Given task >> Quote everything in the material from the line containing "segment --target concrete" down to the line containing "224 615 L 56", both lines included, with no changes.

===== Dataset records

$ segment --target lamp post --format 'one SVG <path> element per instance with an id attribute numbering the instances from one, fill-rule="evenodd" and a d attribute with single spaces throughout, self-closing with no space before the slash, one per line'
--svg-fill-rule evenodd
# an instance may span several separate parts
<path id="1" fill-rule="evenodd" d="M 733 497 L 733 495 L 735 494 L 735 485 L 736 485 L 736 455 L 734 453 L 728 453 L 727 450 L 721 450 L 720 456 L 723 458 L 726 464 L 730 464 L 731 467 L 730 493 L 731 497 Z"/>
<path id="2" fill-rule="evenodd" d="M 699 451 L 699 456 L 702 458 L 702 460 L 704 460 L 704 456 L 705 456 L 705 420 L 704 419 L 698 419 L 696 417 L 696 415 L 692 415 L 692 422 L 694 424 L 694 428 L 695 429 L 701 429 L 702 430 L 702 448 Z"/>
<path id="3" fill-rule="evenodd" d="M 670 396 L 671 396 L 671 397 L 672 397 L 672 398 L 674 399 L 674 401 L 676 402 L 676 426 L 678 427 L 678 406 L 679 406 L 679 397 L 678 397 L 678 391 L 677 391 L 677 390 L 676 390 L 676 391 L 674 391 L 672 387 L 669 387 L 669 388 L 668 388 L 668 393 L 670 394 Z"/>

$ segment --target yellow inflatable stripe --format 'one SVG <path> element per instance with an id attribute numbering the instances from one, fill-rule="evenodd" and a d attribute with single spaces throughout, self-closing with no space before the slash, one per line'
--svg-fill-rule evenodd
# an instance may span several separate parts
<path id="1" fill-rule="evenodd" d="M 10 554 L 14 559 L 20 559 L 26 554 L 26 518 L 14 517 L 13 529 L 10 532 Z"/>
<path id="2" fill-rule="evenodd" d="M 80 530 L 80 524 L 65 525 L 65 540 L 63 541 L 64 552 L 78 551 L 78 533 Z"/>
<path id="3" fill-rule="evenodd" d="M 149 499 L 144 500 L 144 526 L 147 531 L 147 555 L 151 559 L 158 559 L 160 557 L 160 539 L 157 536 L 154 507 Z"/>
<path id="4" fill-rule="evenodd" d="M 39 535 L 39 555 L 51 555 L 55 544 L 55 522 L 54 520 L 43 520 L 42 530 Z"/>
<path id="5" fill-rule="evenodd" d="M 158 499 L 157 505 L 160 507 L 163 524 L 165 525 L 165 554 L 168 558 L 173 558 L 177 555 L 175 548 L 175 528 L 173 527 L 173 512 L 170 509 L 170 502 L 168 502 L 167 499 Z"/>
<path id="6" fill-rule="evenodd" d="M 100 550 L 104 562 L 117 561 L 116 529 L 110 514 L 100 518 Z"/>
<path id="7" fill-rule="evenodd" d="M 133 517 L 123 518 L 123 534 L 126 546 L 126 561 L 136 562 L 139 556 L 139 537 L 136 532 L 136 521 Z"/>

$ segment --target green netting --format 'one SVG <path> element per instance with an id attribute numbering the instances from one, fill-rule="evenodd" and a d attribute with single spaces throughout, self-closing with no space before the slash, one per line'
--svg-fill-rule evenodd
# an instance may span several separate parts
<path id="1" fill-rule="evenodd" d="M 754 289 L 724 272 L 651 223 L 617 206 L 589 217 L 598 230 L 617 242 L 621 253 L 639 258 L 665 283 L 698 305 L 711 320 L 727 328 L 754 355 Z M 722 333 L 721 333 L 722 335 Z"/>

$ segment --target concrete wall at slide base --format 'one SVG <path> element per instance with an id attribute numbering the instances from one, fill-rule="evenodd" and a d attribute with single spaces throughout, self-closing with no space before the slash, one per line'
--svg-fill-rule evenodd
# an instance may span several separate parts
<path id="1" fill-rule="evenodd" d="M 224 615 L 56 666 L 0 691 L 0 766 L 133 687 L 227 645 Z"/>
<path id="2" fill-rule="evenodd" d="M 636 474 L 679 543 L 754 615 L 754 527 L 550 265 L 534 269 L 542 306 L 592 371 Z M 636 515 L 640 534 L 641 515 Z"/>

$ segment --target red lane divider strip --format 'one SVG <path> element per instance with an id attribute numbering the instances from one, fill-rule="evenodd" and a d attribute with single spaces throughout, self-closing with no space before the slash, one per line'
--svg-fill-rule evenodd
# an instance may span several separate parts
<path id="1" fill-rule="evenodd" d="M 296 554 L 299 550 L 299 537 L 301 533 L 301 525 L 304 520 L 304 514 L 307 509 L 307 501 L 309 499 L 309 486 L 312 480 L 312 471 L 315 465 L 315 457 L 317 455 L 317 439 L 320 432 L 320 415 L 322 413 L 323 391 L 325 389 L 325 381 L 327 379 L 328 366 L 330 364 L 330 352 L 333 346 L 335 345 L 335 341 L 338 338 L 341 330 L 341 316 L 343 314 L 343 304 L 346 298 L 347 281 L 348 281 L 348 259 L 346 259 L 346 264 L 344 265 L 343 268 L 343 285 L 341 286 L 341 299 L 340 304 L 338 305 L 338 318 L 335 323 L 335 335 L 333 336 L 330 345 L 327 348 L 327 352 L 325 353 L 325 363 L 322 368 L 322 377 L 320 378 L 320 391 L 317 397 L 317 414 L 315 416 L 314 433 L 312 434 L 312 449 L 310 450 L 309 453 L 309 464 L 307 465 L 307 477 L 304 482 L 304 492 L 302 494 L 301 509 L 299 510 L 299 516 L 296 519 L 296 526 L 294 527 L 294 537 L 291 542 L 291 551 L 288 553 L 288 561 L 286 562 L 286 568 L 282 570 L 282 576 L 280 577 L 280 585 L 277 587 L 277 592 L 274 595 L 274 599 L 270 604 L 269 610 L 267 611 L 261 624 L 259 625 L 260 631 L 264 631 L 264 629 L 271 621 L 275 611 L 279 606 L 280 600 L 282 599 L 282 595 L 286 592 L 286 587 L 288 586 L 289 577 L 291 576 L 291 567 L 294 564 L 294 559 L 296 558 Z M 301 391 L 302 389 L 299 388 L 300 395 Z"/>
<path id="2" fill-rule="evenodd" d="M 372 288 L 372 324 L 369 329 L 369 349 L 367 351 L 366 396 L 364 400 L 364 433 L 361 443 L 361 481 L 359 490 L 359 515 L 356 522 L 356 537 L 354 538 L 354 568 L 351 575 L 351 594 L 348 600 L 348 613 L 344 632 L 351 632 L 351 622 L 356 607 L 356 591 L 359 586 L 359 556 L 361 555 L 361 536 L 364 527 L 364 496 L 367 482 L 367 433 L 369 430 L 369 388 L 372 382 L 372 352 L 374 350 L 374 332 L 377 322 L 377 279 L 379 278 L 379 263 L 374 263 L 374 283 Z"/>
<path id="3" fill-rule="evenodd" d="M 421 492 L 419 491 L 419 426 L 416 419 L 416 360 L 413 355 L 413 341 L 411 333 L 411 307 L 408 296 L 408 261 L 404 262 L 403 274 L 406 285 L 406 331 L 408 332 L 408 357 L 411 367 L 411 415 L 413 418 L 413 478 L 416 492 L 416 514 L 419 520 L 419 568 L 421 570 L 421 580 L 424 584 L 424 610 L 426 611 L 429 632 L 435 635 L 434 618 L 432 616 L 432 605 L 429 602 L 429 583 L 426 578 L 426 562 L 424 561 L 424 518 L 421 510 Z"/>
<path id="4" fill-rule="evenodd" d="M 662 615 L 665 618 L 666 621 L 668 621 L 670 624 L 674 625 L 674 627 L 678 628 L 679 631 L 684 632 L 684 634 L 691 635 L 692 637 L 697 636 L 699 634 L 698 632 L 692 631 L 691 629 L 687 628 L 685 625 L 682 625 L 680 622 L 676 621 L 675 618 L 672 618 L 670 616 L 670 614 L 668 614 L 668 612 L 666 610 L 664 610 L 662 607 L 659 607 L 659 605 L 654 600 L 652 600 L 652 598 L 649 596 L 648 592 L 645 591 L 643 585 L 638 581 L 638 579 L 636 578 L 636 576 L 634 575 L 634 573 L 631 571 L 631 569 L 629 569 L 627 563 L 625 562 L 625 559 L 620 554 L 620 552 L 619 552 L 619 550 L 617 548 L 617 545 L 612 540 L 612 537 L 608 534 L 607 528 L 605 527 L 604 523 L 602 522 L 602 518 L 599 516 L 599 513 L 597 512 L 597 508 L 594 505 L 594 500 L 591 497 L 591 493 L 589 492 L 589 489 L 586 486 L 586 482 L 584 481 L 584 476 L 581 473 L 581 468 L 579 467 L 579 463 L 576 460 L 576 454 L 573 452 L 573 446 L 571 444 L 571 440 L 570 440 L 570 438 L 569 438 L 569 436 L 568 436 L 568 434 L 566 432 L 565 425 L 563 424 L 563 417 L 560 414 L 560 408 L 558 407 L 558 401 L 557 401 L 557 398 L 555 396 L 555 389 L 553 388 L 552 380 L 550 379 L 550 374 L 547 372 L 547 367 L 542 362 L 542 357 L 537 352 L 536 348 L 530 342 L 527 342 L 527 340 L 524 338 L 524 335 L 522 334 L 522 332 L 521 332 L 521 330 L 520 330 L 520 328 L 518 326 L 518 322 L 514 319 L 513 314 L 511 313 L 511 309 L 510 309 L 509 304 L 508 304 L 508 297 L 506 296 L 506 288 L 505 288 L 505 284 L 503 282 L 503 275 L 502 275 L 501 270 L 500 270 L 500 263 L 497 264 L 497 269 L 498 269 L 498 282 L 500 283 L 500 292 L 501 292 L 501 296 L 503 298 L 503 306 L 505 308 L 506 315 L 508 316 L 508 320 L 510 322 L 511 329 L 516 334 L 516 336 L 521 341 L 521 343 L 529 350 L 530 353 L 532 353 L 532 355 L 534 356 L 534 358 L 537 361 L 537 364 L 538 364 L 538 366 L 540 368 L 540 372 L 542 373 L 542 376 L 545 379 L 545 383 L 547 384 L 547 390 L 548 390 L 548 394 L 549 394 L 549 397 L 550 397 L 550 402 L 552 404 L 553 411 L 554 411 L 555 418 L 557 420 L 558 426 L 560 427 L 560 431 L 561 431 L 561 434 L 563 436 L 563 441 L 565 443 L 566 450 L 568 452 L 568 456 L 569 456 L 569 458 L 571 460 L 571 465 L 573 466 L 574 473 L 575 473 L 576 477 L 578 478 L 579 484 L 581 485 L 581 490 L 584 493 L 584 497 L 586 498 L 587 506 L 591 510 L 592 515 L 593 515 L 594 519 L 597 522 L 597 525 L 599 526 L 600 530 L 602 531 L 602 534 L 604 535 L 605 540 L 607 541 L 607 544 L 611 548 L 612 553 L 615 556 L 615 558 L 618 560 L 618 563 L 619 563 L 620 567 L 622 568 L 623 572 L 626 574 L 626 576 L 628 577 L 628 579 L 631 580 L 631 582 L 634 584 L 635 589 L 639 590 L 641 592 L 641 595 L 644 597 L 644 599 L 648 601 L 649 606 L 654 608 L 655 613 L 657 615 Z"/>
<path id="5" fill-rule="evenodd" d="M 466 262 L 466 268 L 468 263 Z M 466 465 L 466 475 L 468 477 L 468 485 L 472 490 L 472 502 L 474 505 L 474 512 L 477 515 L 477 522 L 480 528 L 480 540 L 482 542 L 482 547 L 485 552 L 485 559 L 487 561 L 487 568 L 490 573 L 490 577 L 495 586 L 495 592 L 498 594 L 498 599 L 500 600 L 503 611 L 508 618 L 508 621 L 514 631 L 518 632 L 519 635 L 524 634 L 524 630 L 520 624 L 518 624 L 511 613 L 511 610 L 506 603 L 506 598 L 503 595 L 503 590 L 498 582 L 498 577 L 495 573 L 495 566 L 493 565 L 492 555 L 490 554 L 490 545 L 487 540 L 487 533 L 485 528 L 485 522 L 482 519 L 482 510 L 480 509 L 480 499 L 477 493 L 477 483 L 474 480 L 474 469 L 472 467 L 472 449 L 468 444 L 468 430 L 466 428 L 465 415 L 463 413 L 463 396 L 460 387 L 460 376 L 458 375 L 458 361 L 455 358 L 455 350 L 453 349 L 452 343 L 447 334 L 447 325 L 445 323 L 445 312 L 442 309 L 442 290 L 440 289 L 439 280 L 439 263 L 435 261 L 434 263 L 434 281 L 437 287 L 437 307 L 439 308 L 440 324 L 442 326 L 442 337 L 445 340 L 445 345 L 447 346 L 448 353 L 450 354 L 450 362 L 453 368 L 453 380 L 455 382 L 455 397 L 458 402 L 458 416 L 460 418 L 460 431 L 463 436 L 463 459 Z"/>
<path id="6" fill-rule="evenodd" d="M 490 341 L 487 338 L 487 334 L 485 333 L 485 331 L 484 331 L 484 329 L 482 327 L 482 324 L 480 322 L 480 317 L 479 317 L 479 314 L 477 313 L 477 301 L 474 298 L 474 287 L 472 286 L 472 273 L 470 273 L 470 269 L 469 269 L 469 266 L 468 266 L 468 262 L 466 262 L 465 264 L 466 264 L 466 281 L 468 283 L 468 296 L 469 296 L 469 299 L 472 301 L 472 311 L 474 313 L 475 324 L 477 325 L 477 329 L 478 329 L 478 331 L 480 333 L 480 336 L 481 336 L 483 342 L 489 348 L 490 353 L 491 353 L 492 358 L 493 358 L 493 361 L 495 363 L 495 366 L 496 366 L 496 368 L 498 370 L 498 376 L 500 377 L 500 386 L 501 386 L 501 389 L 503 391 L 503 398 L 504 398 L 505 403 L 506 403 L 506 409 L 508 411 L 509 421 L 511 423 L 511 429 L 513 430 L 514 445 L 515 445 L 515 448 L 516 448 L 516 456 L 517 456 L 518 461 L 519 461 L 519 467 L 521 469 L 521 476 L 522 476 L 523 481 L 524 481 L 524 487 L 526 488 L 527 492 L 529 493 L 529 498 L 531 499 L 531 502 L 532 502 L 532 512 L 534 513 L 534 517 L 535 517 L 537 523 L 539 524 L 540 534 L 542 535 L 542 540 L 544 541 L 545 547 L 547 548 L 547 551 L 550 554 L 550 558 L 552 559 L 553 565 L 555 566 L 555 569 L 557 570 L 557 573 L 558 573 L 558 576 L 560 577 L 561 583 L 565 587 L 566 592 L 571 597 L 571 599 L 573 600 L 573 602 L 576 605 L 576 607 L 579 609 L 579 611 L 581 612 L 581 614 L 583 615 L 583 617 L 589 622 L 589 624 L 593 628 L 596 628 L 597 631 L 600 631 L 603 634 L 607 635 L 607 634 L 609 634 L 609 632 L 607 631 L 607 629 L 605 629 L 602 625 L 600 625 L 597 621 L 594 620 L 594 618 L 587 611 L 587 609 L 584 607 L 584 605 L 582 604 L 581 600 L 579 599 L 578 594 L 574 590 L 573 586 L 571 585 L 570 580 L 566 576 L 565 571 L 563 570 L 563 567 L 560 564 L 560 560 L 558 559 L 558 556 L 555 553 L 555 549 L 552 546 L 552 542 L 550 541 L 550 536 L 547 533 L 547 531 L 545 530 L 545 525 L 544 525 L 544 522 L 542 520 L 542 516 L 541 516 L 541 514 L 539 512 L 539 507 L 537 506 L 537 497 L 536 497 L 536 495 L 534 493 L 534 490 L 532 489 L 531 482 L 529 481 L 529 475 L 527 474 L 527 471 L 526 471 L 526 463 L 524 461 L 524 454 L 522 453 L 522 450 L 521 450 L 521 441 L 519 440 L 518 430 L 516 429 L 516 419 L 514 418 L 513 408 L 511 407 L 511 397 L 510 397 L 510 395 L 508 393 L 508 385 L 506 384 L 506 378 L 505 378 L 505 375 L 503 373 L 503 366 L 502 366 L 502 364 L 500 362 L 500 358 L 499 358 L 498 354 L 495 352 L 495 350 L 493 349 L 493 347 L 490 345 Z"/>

==========

Problem solution >>
$ segment --target concrete wall at slide base --format 'one SVG <path> element per instance with an id attribute numbering the instances from one, fill-rule="evenodd" and a d attribute with single spaces throughout, self-closing with no space before the slash, one per line'
--svg-fill-rule evenodd
# an instance may span several separate parts
<path id="1" fill-rule="evenodd" d="M 224 615 L 56 666 L 0 691 L 0 766 L 133 687 L 227 645 Z"/>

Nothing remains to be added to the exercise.